Input:
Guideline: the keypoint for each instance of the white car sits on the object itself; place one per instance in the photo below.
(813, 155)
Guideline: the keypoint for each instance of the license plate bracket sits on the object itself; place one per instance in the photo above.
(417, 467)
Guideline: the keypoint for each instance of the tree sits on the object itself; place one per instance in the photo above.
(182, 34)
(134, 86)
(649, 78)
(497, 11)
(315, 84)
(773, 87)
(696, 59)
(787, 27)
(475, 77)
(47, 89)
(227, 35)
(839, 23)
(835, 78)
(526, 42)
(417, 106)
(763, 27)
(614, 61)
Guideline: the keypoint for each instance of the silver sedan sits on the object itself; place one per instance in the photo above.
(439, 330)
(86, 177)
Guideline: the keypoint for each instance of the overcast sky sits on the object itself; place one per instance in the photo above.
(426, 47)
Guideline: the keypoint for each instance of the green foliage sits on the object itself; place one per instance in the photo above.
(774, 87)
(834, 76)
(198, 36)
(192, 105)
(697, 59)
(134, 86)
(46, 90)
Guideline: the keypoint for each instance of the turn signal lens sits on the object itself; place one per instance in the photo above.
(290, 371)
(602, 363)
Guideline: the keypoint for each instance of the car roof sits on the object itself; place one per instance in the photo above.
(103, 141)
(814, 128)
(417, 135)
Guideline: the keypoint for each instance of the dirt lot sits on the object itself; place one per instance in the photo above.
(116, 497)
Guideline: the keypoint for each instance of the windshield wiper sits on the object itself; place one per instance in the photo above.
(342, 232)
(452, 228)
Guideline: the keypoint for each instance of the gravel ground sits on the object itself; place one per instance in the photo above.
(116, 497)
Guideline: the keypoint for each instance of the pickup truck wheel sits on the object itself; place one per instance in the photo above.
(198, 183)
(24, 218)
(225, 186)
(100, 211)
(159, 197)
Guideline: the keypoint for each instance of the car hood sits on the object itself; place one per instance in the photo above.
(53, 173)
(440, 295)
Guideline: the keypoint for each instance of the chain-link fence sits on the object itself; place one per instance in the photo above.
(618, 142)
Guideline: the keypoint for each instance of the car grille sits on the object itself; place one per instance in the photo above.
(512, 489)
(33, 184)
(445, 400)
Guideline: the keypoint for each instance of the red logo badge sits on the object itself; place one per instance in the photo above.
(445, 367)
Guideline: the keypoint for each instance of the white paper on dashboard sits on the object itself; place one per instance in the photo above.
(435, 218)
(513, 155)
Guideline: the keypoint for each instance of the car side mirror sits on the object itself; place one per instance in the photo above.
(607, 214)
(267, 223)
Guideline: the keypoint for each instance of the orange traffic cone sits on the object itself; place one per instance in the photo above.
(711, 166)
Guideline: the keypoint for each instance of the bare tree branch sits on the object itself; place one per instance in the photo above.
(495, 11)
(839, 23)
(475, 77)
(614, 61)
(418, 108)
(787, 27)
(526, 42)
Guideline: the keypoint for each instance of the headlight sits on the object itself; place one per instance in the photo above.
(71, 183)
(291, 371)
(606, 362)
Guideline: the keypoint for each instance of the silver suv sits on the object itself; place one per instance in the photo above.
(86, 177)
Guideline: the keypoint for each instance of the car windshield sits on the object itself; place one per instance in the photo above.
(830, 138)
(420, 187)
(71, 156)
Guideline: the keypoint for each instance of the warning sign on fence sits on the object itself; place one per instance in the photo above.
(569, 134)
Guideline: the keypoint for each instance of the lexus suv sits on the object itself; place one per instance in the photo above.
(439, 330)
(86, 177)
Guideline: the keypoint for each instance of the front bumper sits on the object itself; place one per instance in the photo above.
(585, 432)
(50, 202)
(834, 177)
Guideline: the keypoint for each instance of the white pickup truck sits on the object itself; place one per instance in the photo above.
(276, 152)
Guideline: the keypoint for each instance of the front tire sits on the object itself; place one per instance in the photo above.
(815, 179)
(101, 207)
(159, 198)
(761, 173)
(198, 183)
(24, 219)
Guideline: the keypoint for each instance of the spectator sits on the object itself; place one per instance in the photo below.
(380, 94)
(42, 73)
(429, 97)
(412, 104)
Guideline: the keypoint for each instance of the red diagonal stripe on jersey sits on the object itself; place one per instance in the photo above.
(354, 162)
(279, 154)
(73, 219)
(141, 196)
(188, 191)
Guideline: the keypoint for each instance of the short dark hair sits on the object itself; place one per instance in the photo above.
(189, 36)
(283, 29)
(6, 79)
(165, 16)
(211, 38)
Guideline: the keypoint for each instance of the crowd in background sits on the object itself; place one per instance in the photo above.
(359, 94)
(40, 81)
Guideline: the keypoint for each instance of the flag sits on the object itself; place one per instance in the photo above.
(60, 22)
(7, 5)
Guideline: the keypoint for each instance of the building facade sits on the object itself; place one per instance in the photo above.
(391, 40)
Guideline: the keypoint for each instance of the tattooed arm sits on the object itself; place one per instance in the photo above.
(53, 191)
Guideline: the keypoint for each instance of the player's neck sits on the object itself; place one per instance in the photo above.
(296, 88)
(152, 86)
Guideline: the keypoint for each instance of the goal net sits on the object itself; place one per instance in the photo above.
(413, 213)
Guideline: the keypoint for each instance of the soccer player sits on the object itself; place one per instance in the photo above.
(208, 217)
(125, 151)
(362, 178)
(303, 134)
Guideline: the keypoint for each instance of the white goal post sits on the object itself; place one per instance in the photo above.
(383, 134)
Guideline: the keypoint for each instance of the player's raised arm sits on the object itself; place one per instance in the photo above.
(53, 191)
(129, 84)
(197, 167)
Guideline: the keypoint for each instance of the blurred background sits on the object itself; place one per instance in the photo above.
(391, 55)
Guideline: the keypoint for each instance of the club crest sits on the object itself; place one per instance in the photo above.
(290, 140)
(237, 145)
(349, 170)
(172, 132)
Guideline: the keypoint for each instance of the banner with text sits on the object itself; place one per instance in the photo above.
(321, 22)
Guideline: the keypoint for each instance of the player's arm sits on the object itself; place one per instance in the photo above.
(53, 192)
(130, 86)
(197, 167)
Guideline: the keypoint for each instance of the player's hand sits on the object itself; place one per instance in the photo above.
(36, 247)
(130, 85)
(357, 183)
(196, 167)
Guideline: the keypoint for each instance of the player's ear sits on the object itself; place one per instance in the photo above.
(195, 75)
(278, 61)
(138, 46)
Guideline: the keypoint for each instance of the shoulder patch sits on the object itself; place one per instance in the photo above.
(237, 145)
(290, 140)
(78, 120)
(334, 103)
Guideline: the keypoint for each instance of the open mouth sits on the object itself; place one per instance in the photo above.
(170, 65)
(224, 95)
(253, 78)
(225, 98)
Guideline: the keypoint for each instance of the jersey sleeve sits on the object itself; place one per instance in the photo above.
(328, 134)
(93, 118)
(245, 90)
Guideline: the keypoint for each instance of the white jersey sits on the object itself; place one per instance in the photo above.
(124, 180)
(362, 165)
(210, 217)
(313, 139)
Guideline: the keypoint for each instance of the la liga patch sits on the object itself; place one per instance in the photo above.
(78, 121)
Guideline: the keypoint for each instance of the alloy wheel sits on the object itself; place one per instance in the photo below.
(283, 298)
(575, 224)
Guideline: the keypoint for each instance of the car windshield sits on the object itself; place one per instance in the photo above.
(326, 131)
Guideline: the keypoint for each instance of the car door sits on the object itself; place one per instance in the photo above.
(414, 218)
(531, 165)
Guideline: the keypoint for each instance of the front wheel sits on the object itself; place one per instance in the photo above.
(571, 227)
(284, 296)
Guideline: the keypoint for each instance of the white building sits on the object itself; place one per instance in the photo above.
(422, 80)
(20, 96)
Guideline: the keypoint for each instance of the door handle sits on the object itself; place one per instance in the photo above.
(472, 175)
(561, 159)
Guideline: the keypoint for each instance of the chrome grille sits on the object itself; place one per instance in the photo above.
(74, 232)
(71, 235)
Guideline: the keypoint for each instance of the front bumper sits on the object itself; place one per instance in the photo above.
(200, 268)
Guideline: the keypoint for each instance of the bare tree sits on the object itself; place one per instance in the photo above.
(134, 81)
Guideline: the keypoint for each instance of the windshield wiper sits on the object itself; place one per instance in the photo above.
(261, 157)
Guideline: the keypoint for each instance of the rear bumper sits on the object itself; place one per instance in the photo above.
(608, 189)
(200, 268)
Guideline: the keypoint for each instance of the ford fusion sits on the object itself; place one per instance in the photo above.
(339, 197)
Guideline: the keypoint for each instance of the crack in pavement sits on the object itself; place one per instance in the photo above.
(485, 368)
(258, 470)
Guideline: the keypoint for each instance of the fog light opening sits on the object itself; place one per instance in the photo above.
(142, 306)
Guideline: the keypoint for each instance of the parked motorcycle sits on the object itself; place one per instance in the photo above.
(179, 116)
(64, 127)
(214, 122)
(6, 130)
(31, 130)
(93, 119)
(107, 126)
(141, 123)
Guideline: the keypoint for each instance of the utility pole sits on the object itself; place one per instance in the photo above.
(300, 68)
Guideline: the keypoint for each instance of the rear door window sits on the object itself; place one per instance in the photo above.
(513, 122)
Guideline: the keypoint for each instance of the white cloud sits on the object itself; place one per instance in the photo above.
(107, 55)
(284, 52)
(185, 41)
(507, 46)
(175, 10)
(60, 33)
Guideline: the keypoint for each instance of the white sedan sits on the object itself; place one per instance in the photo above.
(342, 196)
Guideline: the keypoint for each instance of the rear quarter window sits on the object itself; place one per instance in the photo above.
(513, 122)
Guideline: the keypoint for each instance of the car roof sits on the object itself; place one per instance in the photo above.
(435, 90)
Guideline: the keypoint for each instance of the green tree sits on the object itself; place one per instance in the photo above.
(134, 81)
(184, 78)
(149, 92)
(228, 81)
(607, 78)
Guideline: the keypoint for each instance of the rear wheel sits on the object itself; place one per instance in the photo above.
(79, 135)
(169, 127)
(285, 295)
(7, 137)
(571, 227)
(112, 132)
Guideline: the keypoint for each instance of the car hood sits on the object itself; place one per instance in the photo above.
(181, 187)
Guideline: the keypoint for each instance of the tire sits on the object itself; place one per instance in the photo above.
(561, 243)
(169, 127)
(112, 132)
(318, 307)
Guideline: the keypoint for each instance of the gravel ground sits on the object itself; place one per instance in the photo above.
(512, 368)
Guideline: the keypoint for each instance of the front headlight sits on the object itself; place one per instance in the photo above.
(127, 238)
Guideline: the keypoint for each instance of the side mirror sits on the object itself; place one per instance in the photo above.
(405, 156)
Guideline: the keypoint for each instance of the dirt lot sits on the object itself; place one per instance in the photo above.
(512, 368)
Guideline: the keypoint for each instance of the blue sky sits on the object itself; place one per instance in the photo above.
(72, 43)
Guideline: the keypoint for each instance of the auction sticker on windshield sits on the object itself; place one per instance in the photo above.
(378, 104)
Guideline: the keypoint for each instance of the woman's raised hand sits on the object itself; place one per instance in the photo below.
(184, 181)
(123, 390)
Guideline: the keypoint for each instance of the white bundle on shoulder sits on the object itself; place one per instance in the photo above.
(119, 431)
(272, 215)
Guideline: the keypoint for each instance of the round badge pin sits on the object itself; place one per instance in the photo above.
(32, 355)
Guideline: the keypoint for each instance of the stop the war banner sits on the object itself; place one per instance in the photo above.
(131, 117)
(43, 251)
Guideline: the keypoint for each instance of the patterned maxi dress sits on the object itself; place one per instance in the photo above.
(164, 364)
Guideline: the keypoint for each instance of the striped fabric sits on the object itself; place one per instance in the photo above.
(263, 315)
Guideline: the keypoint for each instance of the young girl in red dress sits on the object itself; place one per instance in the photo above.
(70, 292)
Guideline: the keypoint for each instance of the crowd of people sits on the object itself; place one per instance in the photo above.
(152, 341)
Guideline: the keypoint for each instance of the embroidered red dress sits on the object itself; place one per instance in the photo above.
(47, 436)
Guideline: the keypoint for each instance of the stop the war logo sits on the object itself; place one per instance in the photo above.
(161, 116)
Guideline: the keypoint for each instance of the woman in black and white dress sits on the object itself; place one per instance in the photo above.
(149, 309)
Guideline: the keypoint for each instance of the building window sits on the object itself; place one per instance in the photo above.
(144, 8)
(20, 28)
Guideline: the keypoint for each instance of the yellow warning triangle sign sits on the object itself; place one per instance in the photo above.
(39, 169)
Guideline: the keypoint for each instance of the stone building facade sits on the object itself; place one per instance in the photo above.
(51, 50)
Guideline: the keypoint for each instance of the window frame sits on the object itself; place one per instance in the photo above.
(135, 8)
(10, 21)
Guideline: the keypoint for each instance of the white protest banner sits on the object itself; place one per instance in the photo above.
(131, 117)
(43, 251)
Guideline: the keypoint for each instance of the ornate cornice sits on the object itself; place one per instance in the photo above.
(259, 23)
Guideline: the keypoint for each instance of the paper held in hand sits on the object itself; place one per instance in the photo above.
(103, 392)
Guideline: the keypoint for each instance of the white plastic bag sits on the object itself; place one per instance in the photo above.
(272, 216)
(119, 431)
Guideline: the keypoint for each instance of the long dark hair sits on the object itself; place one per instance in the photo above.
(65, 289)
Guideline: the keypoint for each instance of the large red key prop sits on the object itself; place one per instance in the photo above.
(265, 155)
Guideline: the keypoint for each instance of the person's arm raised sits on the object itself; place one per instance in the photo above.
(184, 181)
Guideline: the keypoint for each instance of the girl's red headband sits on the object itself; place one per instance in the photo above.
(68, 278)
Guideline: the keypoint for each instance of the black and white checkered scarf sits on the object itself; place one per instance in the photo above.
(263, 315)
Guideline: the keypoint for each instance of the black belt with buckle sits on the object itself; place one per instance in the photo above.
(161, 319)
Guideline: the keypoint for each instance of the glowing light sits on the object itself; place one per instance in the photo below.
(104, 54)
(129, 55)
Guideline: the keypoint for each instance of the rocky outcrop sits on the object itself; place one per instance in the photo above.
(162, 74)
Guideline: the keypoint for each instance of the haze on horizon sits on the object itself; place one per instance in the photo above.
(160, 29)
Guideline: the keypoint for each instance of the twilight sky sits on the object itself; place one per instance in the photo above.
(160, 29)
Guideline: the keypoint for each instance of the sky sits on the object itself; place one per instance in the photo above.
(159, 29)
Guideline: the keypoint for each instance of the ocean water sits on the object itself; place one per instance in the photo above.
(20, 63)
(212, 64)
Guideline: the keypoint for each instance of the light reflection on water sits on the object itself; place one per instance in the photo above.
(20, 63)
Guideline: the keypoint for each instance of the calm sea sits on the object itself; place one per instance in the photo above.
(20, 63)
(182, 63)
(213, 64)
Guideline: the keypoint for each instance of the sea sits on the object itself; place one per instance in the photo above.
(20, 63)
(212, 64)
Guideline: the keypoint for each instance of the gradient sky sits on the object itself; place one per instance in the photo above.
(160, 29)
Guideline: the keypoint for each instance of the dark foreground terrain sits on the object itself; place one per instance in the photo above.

Exercise:
Every line from the line containing "Guideline: the keypoint for each instance of the twilight" to the last line of the material above must be repeated exactly, and no other line.

Answer:
Guideline: the keypoint for each instance of the twilight sky sits on the object itself; place one per instance in the photo above.
(160, 29)
Guideline: the keypoint for each instance of the sky sits on the object itself; place one per instance in the photo above.
(159, 29)
Guideline: the keypoint for each instance of the ocean water sits on the object itself; place one per instance in the photo above.
(20, 63)
(212, 64)
Guideline: the keypoint for each instance of the light reflection on water sits on the object itself; place one per instance in the photo above.
(20, 63)
Guideline: the keypoint for each instance of the calm sea sits on the object itself; place one per instance in the photo above.
(20, 63)
(182, 63)
(213, 64)
Guideline: the keypoint for each instance of the sea sits on the object itself; place one per instance in the photo above.
(20, 63)
(212, 64)
Guideline: the keypoint for each instance of the gradient sky sits on the object itself; place one per instance in the photo above.
(160, 29)
Guideline: the keypoint for each instance of the dark foreground terrain sits on the object itself; place one per instance in the photo above.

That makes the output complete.